Start of TEXT PROVIDED

Helen (1888-1985) taught on the faculty at Mount Holyoke College and married a student, Arthur G. Wadsworth, in 1917; he was 19 and she 28.  They lived in New Bedford and had one child, Ann, who died at an early age. The newspaper indicated Arthur was a lieutenant in the aviation corps when the couple visited Joseph and Harriet in 1919.

Warren (1894-1960) served World War I in the Splinter fleet, SC 259, a submarine chaser, and worked as a bank clerk after the war.  Working on a World War I submarine chaser was considered to be a pretty hazardous way to spend your time. Warren married Maud Bamford Tattersall and lived in New Bedford, employed as a clerk at the New Bedford Gas and Edison Light Company. Two of their sons fought in World War II, Warren Wilkins II in the Navy, and Gordon Bamford Nute a first lieutenant in the Army Air Corps flew 35 missions over the European theater as a navigator. Warren was cremated at Forest Hills in Boston and is buried in New Bedford.

Alden (1895-1971) graduated from the Massachusetts Institute of Technology in 1917, and married a fellow student, Loretta Dakin, who also graduated from MIT and went on to further graduate work.  An article in a 1920 M.I.T. paper reported,
Miss Loretta Mildred Dakin Sp  '18 has just been appointed bacteriologist for the United States Health Service at New Haven, Connecticut.  Ms Dakin goes to New Haven from the health department of Toledo, Ohio
After graduation from the Toledo Normal School, she came to the Institute and specialized under Professor William T. Sedgwick of the Biology Department in bacteriology and chemistry, leaving in 1918 to take further work at Harvard Medical and Columbia University.

The appointment of women in the health service has been found to be better than filling the positions with men.  The war gave the first impetus to this movement and the women have become more and more prominent in health work.

Alden had a career as a chemist after serving in the army in WWI. He became the assistant superintendent of the cotton company in Fall River, later working for the Calco Chemical Company in Connecticut. Joseph, class of 1885, and Alden, class of 1917, attended an MIT Alumni meeting together in 1923. Alden was cremated at Waring-Ashton in Fall River.

The youngest, Katharine (1899-1933), graduated from the Boston School of Occupational Therapy and was an occupational therapist at the Lakeville Sanitorium for tuberculosis. She lived at home, never married, until her death from lymphoma at the young age of 34. She was cremated at Forest Hills.

Living in the Highland Avenue home in 1920 were Joseph and Harriet, Warren who was working as a bank clerk, Alden working as a chemist in a cotton mill, Katharine, age 20, and a household employee, Susan Simmons.

And, of course, we know about the career of young Raymond who left MIT for Mass Ag to study pomology and created the wonderful orchard in Kentucky.  Such an illustrious group of kids they all were.

Joseph, age 61, retired from the Gas Works in 1924, and became involved in business partnerships, including a partnership with Helen's husband, Arthur, for a dirigible to operate at the South Dartmouth airport. The blimp was destroyed in El Paso in 1932. Joseph was unable to meet his obligations as a private investor in a gas company that went into receivership in 1929.

At age 68, Joseph received Fall River's first silver beaver for his contributions to the Boy Scouts.
Raymond Edson Nute, Sr. Joseph Nute holding Raymond Nute III, Raymond Edson Nute Jr.
Joseph exhaustively researched the Nute genealogy with a distant cousin, Percy Elmer Nute (1884-1965) of Lynnfield, MA. Together, they traced descendants from the original 1632 Nute settler in Dover, New Hampshire. Information was compiled by Amy Emery and put into book form. A copy is in the New Hampshire Historical Society library. His research was donated to the New England Genealogical and Historical Society in Boston and are available on request.

Following Harriet's death May 21, 1941, Joseph, age 77, went to live with Helen and Arthur in South Dartmouth. He died September 15, 1949, and was cremated at Forest Hills in Boston.


Pat said...

The appointment of women in the health service has been found to be better than filling the positions with men? LMAO!!

Nice post, as always, Katharine Jr.

Katharine said...

LMAO? And, yep, I was named for her, 9 years later.

End of TEXT PROVIDED

Transcribe the stretch of the Nute family history from "At age 68, Joseph" through "Pat said..." word for word. The records were taken from a separate source, not from the Nute family history.

Start of SUPPLIED INFORMATION

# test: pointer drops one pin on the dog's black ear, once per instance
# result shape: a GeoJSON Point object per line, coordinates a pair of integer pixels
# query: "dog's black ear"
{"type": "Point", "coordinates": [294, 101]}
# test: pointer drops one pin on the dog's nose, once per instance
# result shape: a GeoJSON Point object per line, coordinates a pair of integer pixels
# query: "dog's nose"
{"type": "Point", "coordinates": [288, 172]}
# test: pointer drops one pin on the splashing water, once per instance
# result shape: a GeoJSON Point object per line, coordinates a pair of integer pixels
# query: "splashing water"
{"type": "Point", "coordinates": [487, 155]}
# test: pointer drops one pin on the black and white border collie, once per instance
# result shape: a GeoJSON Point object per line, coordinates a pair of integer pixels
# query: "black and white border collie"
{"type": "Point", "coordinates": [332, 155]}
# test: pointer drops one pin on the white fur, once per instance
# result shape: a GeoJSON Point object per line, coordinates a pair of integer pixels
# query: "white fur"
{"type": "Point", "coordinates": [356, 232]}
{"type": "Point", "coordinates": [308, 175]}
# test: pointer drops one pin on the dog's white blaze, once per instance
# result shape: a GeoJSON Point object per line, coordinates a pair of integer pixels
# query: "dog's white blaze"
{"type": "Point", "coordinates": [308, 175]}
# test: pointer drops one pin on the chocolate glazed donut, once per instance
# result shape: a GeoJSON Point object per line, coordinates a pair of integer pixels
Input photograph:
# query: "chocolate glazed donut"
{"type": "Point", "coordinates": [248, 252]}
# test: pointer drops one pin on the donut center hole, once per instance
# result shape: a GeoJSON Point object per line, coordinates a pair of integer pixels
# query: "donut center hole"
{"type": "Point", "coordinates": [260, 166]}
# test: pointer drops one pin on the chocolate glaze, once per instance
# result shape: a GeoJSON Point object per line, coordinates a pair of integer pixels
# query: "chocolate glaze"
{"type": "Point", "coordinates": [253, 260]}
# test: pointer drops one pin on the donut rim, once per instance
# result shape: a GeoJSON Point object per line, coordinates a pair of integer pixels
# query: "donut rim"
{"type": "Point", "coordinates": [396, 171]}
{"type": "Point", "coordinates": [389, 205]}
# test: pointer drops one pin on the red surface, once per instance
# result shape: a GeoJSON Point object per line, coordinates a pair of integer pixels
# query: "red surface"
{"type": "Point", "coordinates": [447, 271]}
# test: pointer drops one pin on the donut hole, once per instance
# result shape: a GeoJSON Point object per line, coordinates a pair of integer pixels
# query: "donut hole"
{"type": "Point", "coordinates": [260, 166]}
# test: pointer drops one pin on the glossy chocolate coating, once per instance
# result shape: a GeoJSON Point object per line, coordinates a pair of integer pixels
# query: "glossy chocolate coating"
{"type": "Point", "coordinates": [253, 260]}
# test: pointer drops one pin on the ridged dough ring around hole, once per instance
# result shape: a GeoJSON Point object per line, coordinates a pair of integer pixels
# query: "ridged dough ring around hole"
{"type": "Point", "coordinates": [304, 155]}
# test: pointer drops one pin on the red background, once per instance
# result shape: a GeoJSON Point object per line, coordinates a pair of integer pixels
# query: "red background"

End of SUPPLIED INFORMATION

# RESULT OF THE EXERCISE
At age 68, Joseph received Fall River's first silver beaver for his contributions to the Boy Scouts.
Raymond Edson Nute, Sr. Joseph Nute holding Raymond Nute III, Raymond Edson Nute Jr.
Joseph exhaustively researched the Nute genealogy with a distant cousin, Percy Elmer Nute (1884-1965) of Lynnfield, MA. Together, they traced descendants from the original 1632 Nute settler in Dover, New Hampshire. Information was compiled by Amy Emery and put into book form. A copy is in the New Hampshire Historical Society library. His research was donated to the New England Genealogical and Historical Society in Boston and are available on request.

Following Harriet's death May 21, 1941, Joseph, age 77, went to live with Helen and Arthur in South Dartmouth. He died September 15, 1949, and was cremated at Forest Hills in Boston.


Pat said...